• **Arbeitsanweisungen**:
A) Entnimm dem Text über den Tod des 3-jährigen Cain alles von „Mehr Hilfen gefordert“ bis hinunter zu „wollen, bekräftigte Kopf.“ und gib es wortgetreu wieder.
B) Wo fand laut dem Text über den Tod des 3-jährigen Cain die gestrige Diskussionsveranstaltung statt?
C) Setze den Text über den Tod des 3-jährigen Cain im Anschluss an seinen letzten Satz fort.

===== Vorgegebener Text

Nach dem tragischen Tod des 3-jährigen Cain nur nach Schuldigen zu suchen und diese ausnahmlos an der Jugendwohlfahrt festzumachen, ist keine Lösung. Dies wurde bei der gestrigen Diskussionsveranstaltung im Medienhaus in Schwarzach deutlich. Die Verantwortung trägt in erster Linie der Täter, stellte Gerichtspsychiater Primar Dr. Reinhard Haller klar. Was die Gesellschaft aber nicht entlaste. Es gilt ein Klima zu erzeugen, in dem Kinder keiner Gewalt mehr ausgesetzt sind, so Haller. Und: Wenn wir genauer hinschauen, besteht eine gewisse Chance, dass vieles besser wird. Gänzlich verhindern lassen sich solche Familiendramen seiner Ansicht nach aber nicht.
Mehr Hilfen gefordert
Auch Kinder- und Jugendanwalt Michael Rauch machte deutlich, dass der Kinderschutz nicht einzig und allein an die Jugendwohlfahrt abgegeben werden kann. Es brauche verschiedene und mehr Hilfen sowie ein Netz von guten Betreuungseinrichtungen und Präventionsmaßnahmen für gefährdete Familien. Vor allem alleinerziehende Mütter tragen ein hohes Risiko, an ihren Anforderungen zu zerbrechen. Was sich in der Folge meist auch negativ auf das Umfeld auswirkt. Tanja Kopf, Leiterin der IfS-Frauennotwohnung fordert ebenfalls mehr Schutz für Gewaltbetroffene. Wir unterstützen die Frauen bei dem, was sie wollen, bekräftigte Kopf.

==========
===== Vorliegendes Material

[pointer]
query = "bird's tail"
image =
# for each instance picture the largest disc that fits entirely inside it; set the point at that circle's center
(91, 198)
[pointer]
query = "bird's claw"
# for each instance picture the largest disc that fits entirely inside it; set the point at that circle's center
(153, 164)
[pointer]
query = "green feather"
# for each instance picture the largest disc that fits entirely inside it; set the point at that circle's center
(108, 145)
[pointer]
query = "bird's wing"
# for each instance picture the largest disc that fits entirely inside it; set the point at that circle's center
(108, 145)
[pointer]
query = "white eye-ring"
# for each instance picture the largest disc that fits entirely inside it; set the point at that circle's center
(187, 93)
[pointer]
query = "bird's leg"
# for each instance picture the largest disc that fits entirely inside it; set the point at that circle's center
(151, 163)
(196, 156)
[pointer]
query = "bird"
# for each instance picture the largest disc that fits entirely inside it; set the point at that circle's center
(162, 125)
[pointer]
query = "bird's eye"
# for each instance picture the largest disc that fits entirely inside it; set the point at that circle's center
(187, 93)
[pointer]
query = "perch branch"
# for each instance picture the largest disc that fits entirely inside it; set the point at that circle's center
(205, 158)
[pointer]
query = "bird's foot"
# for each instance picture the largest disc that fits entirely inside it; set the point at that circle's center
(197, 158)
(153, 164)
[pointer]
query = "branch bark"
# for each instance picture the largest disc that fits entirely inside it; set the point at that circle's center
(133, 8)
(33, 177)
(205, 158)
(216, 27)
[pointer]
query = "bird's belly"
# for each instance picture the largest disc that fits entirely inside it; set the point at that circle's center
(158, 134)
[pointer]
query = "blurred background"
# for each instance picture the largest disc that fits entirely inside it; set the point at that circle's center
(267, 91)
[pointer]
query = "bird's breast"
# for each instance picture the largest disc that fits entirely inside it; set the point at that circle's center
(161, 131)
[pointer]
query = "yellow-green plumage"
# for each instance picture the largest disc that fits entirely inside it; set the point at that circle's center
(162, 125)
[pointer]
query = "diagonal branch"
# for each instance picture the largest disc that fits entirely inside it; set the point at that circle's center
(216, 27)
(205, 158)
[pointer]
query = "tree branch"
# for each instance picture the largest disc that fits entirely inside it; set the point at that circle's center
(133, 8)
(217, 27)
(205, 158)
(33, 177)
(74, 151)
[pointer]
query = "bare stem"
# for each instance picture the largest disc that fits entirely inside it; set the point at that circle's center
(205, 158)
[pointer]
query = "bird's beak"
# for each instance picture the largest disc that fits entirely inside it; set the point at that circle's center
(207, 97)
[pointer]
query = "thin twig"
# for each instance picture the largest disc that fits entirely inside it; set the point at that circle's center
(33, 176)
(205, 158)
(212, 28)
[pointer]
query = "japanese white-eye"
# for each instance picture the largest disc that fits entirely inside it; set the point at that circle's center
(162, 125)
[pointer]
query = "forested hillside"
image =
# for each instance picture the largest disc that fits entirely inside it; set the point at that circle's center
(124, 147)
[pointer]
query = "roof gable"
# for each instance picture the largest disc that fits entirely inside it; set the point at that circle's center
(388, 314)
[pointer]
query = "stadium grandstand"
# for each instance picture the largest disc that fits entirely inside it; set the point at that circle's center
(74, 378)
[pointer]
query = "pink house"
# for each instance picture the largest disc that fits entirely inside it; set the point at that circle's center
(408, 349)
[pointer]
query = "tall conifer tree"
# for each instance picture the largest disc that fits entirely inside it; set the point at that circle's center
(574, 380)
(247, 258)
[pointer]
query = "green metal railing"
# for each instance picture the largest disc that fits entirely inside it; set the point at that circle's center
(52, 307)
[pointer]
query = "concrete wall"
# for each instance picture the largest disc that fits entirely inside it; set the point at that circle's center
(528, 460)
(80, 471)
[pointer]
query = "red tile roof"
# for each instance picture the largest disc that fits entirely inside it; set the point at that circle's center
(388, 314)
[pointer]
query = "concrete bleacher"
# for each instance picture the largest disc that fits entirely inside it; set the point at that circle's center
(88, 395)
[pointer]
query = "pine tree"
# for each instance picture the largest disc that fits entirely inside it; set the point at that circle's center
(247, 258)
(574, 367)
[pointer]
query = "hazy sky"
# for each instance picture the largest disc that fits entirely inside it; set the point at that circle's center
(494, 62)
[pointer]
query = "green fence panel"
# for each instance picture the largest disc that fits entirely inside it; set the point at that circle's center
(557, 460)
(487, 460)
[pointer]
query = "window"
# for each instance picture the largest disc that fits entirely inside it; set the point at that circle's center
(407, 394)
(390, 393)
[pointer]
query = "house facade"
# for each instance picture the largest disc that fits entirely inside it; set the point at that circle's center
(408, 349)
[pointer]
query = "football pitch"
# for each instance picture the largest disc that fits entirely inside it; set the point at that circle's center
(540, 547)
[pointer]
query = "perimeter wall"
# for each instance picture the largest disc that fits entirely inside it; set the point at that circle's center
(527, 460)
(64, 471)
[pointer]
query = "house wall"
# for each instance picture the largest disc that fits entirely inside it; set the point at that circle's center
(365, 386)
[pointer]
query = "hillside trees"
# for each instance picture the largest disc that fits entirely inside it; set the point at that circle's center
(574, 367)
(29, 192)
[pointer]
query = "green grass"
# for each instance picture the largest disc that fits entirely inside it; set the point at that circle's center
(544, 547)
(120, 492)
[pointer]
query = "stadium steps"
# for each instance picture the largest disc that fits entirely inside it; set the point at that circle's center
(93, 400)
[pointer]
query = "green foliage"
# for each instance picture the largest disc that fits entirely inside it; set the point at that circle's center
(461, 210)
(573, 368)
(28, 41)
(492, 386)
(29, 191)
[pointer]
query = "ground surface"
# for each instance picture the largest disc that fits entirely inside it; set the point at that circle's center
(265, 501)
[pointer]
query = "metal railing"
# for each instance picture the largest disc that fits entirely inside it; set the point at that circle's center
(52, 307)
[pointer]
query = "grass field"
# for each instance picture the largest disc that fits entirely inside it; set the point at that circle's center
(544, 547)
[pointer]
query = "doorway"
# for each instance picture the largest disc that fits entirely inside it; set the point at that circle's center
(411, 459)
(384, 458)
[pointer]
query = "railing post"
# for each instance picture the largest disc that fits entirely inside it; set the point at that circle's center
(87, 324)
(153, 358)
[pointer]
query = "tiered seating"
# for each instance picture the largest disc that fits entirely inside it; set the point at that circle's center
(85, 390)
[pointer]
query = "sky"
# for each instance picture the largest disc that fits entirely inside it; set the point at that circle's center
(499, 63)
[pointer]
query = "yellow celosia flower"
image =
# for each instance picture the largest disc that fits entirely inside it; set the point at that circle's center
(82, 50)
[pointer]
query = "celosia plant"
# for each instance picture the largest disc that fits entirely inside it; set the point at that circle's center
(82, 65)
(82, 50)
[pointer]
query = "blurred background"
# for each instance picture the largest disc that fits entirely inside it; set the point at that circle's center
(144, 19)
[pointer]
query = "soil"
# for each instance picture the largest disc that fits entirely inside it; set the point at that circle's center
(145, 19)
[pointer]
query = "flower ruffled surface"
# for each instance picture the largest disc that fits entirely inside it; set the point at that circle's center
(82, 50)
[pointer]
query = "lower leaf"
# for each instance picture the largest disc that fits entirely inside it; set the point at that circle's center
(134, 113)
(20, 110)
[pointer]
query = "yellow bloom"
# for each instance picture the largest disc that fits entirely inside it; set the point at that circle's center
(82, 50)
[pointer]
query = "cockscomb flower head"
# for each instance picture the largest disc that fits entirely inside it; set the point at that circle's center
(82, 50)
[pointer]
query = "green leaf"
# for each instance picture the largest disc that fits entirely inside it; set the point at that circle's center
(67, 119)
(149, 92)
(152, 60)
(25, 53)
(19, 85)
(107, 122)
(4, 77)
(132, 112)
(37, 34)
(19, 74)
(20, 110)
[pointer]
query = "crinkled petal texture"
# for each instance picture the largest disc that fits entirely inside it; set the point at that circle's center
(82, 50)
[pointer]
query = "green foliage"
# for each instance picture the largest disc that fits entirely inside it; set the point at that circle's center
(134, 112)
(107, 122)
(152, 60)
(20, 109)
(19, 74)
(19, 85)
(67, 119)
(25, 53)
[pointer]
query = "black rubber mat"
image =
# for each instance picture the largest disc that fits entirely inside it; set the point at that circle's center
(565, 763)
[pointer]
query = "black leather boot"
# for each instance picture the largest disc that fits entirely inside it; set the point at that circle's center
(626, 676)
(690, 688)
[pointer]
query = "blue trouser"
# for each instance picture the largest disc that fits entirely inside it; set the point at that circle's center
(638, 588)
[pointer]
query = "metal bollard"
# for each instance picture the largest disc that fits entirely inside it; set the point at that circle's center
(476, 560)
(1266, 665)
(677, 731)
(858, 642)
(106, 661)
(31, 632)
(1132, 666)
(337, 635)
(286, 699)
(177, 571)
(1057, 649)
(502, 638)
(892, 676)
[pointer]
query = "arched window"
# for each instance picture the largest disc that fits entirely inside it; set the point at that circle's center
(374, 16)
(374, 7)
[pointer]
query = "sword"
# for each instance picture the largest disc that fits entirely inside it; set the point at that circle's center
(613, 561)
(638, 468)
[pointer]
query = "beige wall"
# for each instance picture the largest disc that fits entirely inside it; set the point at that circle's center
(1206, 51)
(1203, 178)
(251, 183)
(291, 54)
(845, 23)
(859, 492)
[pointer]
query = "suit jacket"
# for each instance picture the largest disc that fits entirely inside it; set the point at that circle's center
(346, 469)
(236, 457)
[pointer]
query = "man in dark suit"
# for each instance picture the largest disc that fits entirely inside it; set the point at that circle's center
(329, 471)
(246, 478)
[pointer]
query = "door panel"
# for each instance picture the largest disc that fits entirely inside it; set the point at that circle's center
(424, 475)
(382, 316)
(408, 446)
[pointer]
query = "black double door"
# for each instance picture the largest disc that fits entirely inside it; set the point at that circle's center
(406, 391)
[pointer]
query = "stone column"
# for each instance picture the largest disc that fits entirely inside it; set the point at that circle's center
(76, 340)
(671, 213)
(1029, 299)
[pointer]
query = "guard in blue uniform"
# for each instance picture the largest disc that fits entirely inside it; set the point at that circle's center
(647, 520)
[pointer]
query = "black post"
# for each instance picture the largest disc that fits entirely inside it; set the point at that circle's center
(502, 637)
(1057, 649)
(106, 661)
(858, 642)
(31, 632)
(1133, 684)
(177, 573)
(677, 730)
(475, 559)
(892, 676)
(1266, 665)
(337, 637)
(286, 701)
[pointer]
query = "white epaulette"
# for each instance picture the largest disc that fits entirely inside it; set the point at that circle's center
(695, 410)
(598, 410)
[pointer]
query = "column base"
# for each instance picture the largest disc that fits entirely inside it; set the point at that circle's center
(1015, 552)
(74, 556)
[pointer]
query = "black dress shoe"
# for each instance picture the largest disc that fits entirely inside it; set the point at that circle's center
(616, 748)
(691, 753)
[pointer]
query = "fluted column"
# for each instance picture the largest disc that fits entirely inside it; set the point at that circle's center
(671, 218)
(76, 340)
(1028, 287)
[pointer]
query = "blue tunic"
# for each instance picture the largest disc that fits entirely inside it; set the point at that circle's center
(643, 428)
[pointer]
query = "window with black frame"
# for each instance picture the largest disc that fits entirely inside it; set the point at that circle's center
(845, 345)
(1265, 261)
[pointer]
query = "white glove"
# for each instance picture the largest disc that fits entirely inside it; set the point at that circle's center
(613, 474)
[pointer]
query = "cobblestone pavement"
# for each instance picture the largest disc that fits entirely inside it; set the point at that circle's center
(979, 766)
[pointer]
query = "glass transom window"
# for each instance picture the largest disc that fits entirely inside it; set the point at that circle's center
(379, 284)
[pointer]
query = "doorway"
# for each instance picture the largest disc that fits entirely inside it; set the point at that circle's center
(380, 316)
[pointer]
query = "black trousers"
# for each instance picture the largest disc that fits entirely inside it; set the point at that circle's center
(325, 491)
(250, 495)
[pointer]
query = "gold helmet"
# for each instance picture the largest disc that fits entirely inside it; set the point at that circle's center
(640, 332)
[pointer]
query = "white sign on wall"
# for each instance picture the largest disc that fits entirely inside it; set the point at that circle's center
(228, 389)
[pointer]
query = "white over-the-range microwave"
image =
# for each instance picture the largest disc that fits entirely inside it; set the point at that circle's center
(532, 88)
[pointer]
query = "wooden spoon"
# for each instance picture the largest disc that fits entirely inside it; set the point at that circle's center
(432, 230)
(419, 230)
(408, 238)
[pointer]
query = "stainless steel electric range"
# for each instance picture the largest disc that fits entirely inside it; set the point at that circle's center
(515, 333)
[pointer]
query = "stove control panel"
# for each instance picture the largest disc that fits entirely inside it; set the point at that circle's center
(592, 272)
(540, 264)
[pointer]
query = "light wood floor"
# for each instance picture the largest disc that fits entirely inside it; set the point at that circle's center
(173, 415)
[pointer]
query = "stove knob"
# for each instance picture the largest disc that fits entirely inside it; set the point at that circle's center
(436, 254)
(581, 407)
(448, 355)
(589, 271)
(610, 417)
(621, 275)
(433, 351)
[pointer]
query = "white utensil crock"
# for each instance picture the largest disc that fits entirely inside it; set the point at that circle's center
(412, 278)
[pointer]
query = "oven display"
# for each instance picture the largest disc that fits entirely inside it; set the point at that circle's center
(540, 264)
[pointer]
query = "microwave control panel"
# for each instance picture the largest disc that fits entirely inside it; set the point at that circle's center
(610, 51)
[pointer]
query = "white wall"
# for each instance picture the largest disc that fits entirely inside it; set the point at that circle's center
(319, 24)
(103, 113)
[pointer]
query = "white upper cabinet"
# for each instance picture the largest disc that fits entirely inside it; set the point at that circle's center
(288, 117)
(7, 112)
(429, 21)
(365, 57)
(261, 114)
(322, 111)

==========

• **Lösungen**:
A)
Mehr Hilfen gefordert
Auch Kinder- und Jugendanwalt Michael Rauch machte deutlich, dass der Kinderschutz nicht einzig und allein an die Jugendwohlfahrt abgegeben werden kann. Es brauche verschiedene und mehr Hilfen sowie ein Netz von guten Betreuungseinrichtungen und Präventionsmaßnahmen für gefährdete Familien. Vor allem alleinerziehende Mütter tragen ein hohes Risiko, an ihren Anforderungen zu zerbrechen. Was sich in der Folge meist auch negativ auf das Umfeld auswirkt. Tanja Kopf, Leiterin der IfS-Frauennotwohnung fordert ebenfalls mehr Schutz für Gewaltbetroffene. Wir unterstützen die Frauen bei dem, was sie wollen, bekräftigte Kopf.

B) Im Medienhaus in Schwarzach.

C)
Doch Interventionen von Behörden sind eine Gratwanderung. Das bestätigte der Bürgermeister von Bizau, Josef Moosbrugger. Es ist schwer, aus unvollständigen Informationen die richtigen Schritte abzuleiten und das rechte Maß des Notwendigen zu finden. Christoph Jochum, Geschäftsführer von schwanger.li, berichtete von einem ähnlichen Dilemma. Im Rahmen der Schwangerschaftskonfliktberatung seien die Mitarbeiterinnen oft mit einer möglichen Kindeswohlgefährdung konfrontiert. Eine Meldung an die Behörde würde die Frau jedoch als Vertrauensbruch empfinden, verwies Jochum auf die in solchen Situationen ohnehin schon fragile Beziehung. In schwierigen Fällen behelfen sich die Beraterinnen und Berater, indem sie das Gespräch mit Fachleuten suchen. Diese Möglichkeit legte Christoph Jochum auch Privatpersonen nahe, die sich nicht sicher sind, ob sie Mitteilung machen sollen.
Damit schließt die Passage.